* What the exercise asks *
Carry on the article about vehicles that left the U.S. market in 2025, picking up right after its last sentence.

* Article *
Automakers add new models all the time. When they quietly drop one, though, it usually means something bigger is going on. The vehicles that disappear tend to have history—sometimes decades of it—and their exits often say as much about shifting tastes as they do about sales charts. In some cases, demand simply dried up. In others, even heritage wasn’t enough to justify another generation. The following vehicles were among those that exited the U.S. market in 2025. A few may live on elsewhere, but for American buyers, their chapters are closed.
Acura TLX
The TLX didn’t fail so much as get left behind. Despite Acura’s efforts, the sedan never found sustained momentum in a market that has overwhelmingly shifted toward SUVs and crossovers. With demand soft and priorities changing, Acura chose to focus on its utility lineup and future electrified products. The decision, announced in July 2025, brings the TLX to an end and leaves the Integra as the brand’s lone remaining car.

[Annotated coordinate listing]
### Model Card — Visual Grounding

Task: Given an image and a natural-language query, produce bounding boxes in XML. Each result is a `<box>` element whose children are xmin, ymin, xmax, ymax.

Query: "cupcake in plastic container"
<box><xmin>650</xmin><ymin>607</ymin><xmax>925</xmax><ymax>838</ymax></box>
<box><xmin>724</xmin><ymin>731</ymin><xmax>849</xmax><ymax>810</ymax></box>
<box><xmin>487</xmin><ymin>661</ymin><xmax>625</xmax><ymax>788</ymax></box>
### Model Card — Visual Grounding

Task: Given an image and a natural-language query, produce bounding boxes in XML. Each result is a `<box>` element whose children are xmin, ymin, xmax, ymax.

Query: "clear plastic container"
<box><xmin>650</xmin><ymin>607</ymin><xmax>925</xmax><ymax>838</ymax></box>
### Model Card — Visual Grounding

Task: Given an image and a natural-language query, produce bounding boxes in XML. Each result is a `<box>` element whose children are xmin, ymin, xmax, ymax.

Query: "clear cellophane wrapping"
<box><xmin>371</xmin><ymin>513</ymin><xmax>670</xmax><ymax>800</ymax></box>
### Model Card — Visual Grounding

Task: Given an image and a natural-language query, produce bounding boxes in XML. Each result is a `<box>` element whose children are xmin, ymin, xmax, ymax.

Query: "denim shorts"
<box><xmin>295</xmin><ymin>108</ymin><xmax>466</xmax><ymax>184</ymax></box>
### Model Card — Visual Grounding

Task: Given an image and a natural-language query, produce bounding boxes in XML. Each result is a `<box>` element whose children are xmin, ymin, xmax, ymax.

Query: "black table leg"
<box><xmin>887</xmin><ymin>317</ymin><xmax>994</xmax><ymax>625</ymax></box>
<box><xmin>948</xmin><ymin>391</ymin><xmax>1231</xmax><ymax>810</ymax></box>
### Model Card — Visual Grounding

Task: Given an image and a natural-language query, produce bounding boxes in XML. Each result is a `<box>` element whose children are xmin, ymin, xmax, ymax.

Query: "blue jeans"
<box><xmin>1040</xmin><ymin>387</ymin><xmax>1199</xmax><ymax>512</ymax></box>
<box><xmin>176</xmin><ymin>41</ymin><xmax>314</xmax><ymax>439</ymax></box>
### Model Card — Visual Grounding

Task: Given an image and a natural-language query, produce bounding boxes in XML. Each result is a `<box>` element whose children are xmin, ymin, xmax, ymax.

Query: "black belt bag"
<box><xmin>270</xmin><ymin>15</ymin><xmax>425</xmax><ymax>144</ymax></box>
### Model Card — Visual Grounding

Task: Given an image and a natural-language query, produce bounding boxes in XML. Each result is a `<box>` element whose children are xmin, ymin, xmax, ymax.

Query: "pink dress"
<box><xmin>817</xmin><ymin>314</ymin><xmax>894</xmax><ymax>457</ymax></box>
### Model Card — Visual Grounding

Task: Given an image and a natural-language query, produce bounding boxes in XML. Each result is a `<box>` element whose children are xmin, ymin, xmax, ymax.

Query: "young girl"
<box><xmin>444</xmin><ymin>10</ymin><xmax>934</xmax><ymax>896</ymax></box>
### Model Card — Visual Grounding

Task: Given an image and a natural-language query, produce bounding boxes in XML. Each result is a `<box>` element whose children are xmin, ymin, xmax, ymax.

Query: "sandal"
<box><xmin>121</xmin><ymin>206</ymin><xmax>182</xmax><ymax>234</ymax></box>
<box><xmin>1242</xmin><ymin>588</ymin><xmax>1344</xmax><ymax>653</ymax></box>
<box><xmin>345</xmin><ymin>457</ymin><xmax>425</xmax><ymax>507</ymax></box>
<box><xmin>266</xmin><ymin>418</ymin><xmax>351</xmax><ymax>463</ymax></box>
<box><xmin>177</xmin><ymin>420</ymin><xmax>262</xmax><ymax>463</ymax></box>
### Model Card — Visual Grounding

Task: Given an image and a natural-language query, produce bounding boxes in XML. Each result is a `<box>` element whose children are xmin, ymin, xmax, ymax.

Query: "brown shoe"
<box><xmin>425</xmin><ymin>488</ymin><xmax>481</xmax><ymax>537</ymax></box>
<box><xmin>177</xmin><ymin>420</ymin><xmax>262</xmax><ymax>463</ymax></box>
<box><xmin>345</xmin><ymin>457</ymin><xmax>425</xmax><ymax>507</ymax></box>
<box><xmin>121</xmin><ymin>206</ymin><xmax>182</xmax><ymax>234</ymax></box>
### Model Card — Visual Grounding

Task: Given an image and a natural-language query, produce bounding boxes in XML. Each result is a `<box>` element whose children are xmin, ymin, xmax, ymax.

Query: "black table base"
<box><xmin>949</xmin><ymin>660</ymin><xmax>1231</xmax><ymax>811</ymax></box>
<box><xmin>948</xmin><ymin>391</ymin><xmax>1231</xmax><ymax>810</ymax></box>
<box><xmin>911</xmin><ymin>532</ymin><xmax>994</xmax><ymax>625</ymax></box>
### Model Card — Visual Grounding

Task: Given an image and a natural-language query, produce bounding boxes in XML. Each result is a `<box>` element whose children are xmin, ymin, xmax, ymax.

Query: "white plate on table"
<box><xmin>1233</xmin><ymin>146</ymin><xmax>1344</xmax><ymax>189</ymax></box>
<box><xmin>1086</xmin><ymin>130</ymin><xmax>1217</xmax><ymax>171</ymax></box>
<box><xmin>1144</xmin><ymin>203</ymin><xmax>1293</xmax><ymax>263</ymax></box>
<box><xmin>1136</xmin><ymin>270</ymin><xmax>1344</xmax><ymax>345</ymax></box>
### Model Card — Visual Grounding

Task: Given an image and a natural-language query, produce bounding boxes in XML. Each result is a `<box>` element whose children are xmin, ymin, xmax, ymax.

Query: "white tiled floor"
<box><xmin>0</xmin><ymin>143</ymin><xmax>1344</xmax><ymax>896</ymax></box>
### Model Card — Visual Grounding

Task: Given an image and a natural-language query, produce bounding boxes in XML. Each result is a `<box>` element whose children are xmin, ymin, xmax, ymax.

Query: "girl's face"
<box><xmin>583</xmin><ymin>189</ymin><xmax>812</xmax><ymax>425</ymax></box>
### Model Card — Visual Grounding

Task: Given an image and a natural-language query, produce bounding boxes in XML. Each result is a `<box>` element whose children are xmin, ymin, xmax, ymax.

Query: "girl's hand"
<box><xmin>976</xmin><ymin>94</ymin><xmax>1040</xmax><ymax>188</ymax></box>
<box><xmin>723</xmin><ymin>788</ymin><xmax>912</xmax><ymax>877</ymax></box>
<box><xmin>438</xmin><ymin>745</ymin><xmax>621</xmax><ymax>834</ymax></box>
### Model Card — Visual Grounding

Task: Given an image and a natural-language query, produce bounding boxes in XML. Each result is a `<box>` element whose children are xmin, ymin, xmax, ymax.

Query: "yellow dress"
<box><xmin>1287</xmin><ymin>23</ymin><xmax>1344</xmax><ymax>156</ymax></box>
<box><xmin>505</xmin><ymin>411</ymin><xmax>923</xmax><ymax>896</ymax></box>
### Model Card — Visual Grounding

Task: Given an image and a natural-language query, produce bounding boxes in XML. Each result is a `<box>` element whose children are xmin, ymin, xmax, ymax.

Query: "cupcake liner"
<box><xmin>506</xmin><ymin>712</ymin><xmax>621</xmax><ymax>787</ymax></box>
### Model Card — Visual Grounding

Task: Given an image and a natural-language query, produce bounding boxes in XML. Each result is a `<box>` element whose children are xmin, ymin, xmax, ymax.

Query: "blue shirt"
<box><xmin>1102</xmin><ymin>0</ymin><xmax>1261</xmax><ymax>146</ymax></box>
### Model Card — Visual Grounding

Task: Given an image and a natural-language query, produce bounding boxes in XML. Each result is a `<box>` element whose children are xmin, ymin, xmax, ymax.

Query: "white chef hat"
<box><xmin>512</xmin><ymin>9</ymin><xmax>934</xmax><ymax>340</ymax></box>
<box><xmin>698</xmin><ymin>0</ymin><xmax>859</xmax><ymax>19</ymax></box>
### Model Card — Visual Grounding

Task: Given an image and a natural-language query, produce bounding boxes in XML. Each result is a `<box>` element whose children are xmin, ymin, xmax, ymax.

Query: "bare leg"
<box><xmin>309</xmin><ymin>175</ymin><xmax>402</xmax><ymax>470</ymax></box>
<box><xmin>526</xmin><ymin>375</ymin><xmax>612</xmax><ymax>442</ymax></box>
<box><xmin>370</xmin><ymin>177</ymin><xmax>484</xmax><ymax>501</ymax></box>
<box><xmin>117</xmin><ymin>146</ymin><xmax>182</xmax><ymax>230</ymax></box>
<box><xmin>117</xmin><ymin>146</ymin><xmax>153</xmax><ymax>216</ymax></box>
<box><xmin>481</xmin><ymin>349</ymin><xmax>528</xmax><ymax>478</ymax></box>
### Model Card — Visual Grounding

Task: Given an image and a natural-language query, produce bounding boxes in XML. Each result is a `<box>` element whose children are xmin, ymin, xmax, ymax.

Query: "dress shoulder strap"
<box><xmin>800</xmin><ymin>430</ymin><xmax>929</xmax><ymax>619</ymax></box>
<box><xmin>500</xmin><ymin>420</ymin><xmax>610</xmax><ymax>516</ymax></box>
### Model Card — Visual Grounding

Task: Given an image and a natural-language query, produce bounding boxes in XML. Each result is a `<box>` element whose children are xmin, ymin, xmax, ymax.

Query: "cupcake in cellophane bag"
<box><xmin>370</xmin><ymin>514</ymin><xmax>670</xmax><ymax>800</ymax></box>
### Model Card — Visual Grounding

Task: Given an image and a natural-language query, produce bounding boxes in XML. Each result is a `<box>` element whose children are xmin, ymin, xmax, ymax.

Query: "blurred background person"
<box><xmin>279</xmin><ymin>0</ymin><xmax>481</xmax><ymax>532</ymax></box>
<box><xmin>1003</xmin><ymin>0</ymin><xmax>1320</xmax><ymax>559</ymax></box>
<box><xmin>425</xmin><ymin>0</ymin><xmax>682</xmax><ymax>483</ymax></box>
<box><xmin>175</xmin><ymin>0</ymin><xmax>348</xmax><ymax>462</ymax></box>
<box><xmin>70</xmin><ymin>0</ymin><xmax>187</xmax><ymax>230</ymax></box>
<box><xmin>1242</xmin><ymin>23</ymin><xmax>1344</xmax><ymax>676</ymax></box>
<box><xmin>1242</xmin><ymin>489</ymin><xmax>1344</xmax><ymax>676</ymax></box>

* Answer *
Audi A4
Audi didn’t outright kill the A4—it folded it into something else. As part of a broader effort to streamline its lineup and rethink naming conventions, the A4 badge steps aside after 2025. Its replacement is the new A5, now a larger, five-door model that effectively merges the old A4 sedan and A5 Sportback into a single, more tech-forward offering. It makes sense on paper, even if longtime Audi fans need time to adjust. The A4 name could resurface one day as an electric model, but for now, the A5 takes over its role.
Audi Q8 e-tron
The Q8 e-tron bowed out early in 2025 as Audi pulled back on costs and shuttered its Brussels plant. Slowing EV demand didn’t help, nor did the pressure to simplify production. Still, Audi insists this is more pause than goodbye. A successor is already in the works, likely emerging from Mexico around 2027. Until then, the brand’s electric spotlight shifts to newer platforms like the Q6 e-tron, with room left at the top for a future flagship.
BMW X4
The X4 didn’t disappear because it bombed—it disappeared because it no longer had a clear reason to exist. As BMW redesigned and upsized the X2, and with the X6 already covering the coupe-SUV idea at the higher end, the X4 found itself boxed in. Overlapping size, pricing, and mission, combined with softer sales, made it an easy cut. Rather than invest in another gas-powered generation, BMW ended production in late 2025 and cleared the way for an eventual all-electric iX4 on the Neue Klasse platform.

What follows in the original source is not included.